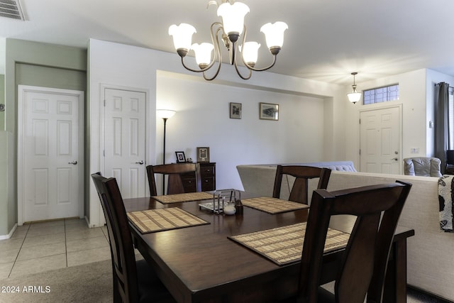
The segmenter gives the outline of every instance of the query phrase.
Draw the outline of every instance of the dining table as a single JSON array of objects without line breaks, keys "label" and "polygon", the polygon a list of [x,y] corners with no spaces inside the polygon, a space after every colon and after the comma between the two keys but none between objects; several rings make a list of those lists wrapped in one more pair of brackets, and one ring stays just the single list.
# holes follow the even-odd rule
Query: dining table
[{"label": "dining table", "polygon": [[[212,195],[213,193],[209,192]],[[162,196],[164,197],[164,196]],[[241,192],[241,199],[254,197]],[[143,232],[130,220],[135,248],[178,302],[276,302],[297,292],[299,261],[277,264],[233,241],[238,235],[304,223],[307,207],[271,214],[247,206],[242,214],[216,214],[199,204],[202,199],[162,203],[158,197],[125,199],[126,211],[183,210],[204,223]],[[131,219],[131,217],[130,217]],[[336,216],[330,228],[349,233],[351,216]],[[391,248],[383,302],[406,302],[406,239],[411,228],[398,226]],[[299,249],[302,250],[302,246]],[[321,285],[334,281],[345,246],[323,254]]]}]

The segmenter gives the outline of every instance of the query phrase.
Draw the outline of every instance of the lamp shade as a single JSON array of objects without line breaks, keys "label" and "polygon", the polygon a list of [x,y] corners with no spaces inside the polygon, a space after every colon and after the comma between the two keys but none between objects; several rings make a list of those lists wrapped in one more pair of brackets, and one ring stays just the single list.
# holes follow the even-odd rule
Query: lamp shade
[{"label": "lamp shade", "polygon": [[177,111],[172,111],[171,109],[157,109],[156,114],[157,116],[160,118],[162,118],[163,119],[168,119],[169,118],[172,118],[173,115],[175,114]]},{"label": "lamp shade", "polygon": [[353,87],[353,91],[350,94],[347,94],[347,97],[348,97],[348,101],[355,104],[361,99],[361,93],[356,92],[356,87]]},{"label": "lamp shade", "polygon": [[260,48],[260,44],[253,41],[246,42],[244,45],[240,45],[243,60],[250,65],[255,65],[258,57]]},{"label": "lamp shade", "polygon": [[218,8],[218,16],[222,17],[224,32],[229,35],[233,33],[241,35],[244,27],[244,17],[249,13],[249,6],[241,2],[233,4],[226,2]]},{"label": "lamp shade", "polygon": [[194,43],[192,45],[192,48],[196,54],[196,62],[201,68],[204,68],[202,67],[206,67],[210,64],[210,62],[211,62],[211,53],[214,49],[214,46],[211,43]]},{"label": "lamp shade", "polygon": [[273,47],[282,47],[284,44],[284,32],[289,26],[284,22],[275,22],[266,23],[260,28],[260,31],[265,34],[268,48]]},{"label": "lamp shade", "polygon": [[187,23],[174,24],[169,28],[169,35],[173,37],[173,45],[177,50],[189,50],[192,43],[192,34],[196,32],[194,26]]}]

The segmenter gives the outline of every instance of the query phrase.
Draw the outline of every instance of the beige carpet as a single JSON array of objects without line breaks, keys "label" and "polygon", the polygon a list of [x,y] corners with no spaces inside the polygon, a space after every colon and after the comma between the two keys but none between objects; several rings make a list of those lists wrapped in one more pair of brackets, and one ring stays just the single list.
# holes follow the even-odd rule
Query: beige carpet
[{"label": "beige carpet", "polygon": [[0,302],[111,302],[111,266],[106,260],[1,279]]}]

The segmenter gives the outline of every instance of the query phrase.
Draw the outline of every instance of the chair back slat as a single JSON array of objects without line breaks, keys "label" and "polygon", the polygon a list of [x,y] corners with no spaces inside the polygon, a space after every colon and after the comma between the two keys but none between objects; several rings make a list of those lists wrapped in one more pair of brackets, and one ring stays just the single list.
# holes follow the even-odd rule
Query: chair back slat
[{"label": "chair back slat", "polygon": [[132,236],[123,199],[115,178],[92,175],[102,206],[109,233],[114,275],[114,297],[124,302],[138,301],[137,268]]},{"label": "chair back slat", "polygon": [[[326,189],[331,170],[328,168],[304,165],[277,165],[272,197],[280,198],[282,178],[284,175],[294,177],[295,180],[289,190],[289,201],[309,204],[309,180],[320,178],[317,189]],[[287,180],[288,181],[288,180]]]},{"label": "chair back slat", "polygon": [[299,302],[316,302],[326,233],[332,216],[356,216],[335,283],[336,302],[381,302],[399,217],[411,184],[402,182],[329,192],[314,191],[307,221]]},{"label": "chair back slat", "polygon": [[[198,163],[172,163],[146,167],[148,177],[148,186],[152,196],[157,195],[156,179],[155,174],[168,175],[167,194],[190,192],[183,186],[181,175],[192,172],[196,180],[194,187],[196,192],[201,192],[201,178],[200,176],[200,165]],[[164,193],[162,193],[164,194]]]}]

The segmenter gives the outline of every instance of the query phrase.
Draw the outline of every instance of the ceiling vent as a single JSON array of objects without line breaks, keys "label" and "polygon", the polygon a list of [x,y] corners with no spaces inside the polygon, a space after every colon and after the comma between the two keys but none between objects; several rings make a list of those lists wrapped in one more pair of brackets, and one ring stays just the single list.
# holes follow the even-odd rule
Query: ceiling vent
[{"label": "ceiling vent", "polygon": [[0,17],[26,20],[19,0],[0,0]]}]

============

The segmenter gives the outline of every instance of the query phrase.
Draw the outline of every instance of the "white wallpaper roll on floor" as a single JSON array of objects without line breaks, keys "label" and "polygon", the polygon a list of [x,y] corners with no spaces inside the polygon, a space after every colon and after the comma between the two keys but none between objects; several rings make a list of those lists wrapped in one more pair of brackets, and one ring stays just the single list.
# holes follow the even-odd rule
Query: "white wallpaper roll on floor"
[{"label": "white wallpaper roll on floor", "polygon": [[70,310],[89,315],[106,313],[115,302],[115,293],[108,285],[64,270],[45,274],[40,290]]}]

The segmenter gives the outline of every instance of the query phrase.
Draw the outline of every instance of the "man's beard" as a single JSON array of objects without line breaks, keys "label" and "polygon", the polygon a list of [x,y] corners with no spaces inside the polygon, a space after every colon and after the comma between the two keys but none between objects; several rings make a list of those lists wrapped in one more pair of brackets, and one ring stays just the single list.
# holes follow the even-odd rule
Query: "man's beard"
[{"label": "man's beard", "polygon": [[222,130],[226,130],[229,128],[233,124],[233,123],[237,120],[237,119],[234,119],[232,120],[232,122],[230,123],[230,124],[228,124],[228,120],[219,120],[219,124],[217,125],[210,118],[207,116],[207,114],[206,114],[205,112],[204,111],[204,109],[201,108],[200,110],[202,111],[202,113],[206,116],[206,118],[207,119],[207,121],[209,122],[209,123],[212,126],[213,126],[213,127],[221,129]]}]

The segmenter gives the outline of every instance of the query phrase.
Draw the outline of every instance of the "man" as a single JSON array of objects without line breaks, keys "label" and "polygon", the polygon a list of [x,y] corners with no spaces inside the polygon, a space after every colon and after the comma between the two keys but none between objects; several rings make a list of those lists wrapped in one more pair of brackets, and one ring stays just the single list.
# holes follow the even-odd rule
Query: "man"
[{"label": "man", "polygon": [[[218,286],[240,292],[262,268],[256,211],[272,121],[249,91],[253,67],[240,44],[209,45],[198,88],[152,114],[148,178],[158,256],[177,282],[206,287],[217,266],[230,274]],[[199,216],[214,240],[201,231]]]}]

============

* _出題_
上の行から、文字列「beige」を含む行をすべて抜き出して書き写してください。大文字と小文字は区別します。

* _回答_
Draw the outline of every instance of the beige carpet as a single JSON array of objects without line breaks, keys "label" and "polygon", the polygon a list of [x,y] corners with no spaces inside the polygon, a space after every colon and after the comma between the two keys but none between objects; several rings make a list of those lists wrapped in one more pair of brackets, and one ring stays just the single list.
Query: beige carpet
[{"label": "beige carpet", "polygon": [[0,302],[111,302],[111,266],[106,260],[1,279]]}]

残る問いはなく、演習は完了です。